TASK REQUIREMENTS » Output all records precisely as written.

-=-=-

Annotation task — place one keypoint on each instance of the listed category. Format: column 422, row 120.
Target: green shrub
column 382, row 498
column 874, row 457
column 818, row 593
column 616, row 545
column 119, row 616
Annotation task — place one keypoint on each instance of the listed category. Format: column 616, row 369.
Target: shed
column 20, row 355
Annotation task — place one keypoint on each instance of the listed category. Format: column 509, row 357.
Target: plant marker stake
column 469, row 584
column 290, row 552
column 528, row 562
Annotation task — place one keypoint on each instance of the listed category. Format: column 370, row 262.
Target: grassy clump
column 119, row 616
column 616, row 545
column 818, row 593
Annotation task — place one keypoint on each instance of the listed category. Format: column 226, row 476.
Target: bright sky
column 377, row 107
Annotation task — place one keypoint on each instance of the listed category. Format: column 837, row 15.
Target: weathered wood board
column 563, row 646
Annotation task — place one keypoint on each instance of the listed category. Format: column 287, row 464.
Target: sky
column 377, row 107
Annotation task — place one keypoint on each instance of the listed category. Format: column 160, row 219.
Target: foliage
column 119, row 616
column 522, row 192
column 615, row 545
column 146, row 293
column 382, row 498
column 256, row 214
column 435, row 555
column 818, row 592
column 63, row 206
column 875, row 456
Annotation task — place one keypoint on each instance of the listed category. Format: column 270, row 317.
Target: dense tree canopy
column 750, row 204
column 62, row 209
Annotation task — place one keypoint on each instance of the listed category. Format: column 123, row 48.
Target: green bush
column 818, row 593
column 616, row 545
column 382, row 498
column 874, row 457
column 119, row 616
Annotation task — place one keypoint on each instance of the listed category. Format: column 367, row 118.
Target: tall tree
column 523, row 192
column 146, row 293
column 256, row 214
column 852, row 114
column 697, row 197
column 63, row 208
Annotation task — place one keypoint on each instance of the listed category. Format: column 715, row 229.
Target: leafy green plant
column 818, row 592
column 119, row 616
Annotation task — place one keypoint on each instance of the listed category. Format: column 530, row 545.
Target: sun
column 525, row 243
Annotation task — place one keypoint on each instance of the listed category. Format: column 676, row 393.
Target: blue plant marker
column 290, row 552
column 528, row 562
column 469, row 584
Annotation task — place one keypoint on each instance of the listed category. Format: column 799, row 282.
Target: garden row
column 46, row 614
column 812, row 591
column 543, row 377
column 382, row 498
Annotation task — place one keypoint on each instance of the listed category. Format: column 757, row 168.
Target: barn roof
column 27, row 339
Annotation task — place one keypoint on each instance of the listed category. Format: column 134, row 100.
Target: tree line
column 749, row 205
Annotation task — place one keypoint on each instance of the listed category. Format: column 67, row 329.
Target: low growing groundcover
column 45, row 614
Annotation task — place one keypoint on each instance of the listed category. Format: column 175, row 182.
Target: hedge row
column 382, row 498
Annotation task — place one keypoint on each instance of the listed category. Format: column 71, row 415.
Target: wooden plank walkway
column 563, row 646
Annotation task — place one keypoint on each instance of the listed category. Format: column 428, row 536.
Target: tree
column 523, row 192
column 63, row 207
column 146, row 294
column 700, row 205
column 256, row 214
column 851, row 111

-=-=-

RESPONSE TO THE EXERCISE »
Annotation task — place one keypoint on each instance of the listed category. Format: column 422, row 120.
Target: green shrub
column 382, row 498
column 874, row 457
column 818, row 593
column 616, row 545
column 119, row 616
Annotation task — place one keypoint on each instance of the listed category. Format: column 616, row 369.
Target: shed
column 20, row 355
Annotation task — place one keypoint on each instance of the listed category. Format: column 509, row 357.
Target: plant marker stake
column 469, row 584
column 290, row 552
column 528, row 562
Annotation task — place one keypoint on each instance of the listed category. Format: column 370, row 262.
Target: grassy clump
column 119, row 616
column 616, row 545
column 818, row 593
Annotation task — place one keypoint on each instance of the listed category. Format: column 226, row 476.
Target: bright sky
column 377, row 107
Annotation task — place one keypoint on each instance of the listed category. Format: column 837, row 15.
Target: weathered wood board
column 563, row 646
Annotation task — place one keypoint on each instance of the listed category. Format: column 287, row 464.
Target: sky
column 377, row 107
Annotation task — place one keypoint on each instance of the listed category. Format: column 160, row 219.
Target: foliage
column 119, row 616
column 522, row 192
column 615, row 545
column 146, row 293
column 382, row 498
column 256, row 214
column 435, row 555
column 818, row 592
column 63, row 206
column 875, row 456
Annotation task — place one keypoint on each instance of the listed category. Format: column 270, row 317.
Target: dense tree canopy
column 750, row 204
column 62, row 209
Annotation task — place one keypoint on each instance of the listed category. Format: column 123, row 48.
Target: green bush
column 818, row 593
column 616, row 545
column 382, row 498
column 874, row 457
column 119, row 616
Annotation task — place one keypoint on each instance of the listed category. Format: column 367, row 118.
Target: tall tree
column 523, row 192
column 146, row 293
column 256, row 214
column 852, row 114
column 697, row 197
column 63, row 208
Annotation task — place one keypoint on each instance of the listed category. Format: column 715, row 229.
Target: leafy green plant
column 818, row 592
column 119, row 616
Annotation task — place one keypoint on each instance of the listed category. Format: column 530, row 545.
Target: sun
column 525, row 243
Annotation task — place one keypoint on each instance of the listed category. Format: column 676, row 393.
Target: blue plant marker
column 290, row 552
column 528, row 562
column 469, row 584
Annotation task — place one keypoint on each instance of the listed category. Format: column 799, row 282.
Target: garden row
column 46, row 614
column 812, row 591
column 543, row 377
column 382, row 498
Annotation task — place one keypoint on each instance of the listed category. Format: column 757, row 168.
Target: barn roof
column 27, row 339
Annotation task — place one keypoint on each instance of the listed category. Format: column 134, row 100.
Target: tree line
column 749, row 205
Annotation task — place one keypoint on each instance of the listed category. Format: column 67, row 329.
Target: low growing groundcover
column 45, row 614
Annotation task — place one keypoint on each instance of the listed category. Format: column 175, row 182.
Target: hedge row
column 382, row 498
Annotation task — place one keypoint on each instance of the listed category. Format: column 71, row 415.
Target: wooden plank walkway
column 563, row 646
Annotation task — place one keypoint on each instance of the listed category. Format: column 428, row 536.
Target: tree
column 523, row 192
column 63, row 207
column 146, row 294
column 700, row 205
column 256, row 214
column 851, row 111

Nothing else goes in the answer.